* START *

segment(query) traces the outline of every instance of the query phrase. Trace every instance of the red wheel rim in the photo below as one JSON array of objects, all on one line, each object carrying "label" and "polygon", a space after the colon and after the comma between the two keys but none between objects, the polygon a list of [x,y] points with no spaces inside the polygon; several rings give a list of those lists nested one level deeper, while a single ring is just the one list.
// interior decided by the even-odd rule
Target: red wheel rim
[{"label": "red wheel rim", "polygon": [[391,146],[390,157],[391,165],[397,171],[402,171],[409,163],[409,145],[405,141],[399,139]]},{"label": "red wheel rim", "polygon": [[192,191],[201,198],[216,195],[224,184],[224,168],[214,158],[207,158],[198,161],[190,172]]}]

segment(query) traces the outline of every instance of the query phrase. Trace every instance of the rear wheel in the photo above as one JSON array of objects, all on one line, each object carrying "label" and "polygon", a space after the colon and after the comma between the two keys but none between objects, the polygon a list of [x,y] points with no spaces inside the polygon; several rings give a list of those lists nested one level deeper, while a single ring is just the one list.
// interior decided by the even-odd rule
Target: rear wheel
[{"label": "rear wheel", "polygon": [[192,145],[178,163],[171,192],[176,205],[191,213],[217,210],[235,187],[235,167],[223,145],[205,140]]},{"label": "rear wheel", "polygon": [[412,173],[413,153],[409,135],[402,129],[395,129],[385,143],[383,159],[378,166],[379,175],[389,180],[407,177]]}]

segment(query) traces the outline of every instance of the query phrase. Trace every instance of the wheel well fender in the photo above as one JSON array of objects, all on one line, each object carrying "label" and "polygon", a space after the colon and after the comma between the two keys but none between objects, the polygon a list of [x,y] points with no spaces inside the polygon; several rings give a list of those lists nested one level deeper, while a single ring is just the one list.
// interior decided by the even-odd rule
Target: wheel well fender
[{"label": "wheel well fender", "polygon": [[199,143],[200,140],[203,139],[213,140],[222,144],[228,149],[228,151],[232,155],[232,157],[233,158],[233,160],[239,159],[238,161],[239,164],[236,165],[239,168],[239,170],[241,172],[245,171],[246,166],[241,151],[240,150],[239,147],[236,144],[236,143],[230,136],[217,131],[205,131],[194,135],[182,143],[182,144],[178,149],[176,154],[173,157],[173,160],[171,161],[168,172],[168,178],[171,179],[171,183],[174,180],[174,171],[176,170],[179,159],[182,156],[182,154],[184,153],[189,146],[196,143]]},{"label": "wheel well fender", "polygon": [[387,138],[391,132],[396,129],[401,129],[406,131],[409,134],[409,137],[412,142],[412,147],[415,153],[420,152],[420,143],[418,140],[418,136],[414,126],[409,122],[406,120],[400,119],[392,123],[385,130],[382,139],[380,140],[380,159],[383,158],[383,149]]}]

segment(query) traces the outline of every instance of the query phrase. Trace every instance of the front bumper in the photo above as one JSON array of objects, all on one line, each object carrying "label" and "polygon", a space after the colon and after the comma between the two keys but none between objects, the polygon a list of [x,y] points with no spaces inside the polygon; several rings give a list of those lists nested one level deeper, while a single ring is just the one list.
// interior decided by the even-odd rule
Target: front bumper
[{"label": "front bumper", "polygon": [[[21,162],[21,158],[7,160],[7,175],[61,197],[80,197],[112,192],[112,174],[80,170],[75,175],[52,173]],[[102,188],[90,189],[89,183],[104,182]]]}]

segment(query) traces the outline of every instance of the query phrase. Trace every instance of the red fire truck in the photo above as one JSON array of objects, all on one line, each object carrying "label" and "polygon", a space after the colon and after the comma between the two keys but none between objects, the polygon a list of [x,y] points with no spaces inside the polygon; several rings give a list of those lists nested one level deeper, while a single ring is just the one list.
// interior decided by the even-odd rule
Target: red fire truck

* END *

WHAT IS NEEDED
Rewrite all the items above with "even-odd rule" changed to "nonzero winding rule" and every other part left the same.

EXERCISE SOLUTION
segment(query) traces the outline of every instance of the query phrase. Trace every instance of the red wheel rim in the photo below as one JSON array of objects, all on one line, each object carrying "label" and "polygon", a space after the colon and after the comma between the two keys but none between objects, the polygon a list of [x,y] points with no spaces inside the polygon; several rings give a list of those lists nested one level deeper, while a single ring is just the one list.
// interior decided by the nonzero winding rule
Target: red wheel rim
[{"label": "red wheel rim", "polygon": [[391,146],[390,157],[391,165],[397,171],[402,171],[409,163],[409,145],[405,141],[399,139]]},{"label": "red wheel rim", "polygon": [[192,191],[201,198],[216,195],[224,184],[224,168],[214,158],[207,158],[198,161],[190,172]]}]

segment(query) traces the outline of every instance of the query phrase. Trace every instance of the rear wheel in the photo above as one JSON array of objects, all on one line, each object carrying "label" and "polygon", a space after the colon and after the comma between the two keys but none between objects, the polygon a list of [x,y] points with no spaces inside the polygon; several rings give a list of those lists nested one level deeper, while a single ring is just the one list.
// interior decided by the nonzero winding rule
Target: rear wheel
[{"label": "rear wheel", "polygon": [[192,145],[178,163],[171,192],[176,205],[191,213],[217,210],[235,187],[235,167],[223,145],[205,140]]},{"label": "rear wheel", "polygon": [[412,173],[413,153],[409,135],[402,129],[395,129],[385,143],[383,159],[378,166],[379,175],[389,180],[407,177]]}]

segment(query) traces the outline of every instance of the query phrase. Trace every instance of the wheel well fender in the photo above as one JSON array of objects, all on one line, each object carrying "label" and "polygon", a space after the colon and after the comma between the two keys but none between objects, the polygon a list of [x,y] points with no spaces inside the polygon; several rings give a list of those lists nested one level deeper, while a single ring is just the one list.
// interior decided by the nonzero winding rule
Target: wheel well fender
[{"label": "wheel well fender", "polygon": [[199,143],[200,140],[203,139],[213,140],[222,144],[228,149],[228,151],[232,155],[232,157],[233,158],[233,160],[239,159],[238,161],[239,164],[236,165],[239,168],[239,170],[241,172],[245,171],[246,166],[241,151],[240,150],[239,147],[236,144],[236,143],[230,136],[217,131],[205,131],[194,135],[182,143],[182,144],[178,149],[176,154],[173,157],[173,160],[171,161],[168,172],[168,178],[171,179],[171,183],[174,180],[174,171],[176,170],[179,159],[182,156],[182,154],[184,153],[189,146],[196,143]]},{"label": "wheel well fender", "polygon": [[387,138],[391,132],[396,129],[401,129],[406,131],[409,134],[409,137],[412,142],[412,147],[415,153],[420,152],[420,143],[418,140],[418,136],[414,126],[409,122],[406,120],[400,119],[392,123],[385,130],[382,139],[380,140],[380,159],[383,158],[383,149]]}]

segment(query) traces the outline of every instance of the query phrase. Trace every instance of the front bumper in the photo above as one JSON array of objects, all on one line, each object carrying "label" and "polygon", a space after the colon and after the comma between the two keys but none between objects, the polygon a list of [x,y] points with no spaces inside the polygon; several rings give a list of those lists nested one level deeper, while a single ring is just the one list.
// interior decided by the nonzero winding rule
Target: front bumper
[{"label": "front bumper", "polygon": [[[21,162],[21,158],[7,160],[7,175],[61,197],[80,197],[112,192],[112,174],[80,170],[75,175],[52,173]],[[102,188],[90,189],[89,183],[104,182]]]}]

segment(query) traces the outline of every instance of the query phrase. Trace every instance of the red fire truck in the photo above as one JSON array of objects, all on one line, each object carrying "label" and "polygon", a space after the colon and after the comma between the two keys but none between objects, the polygon a list of [x,y] points with no spaces inside the polygon; several rings give a list of those lists nested one level deeper, while a single ring is just the one list.
// interior decided by the nonzero winding rule
Target: red fire truck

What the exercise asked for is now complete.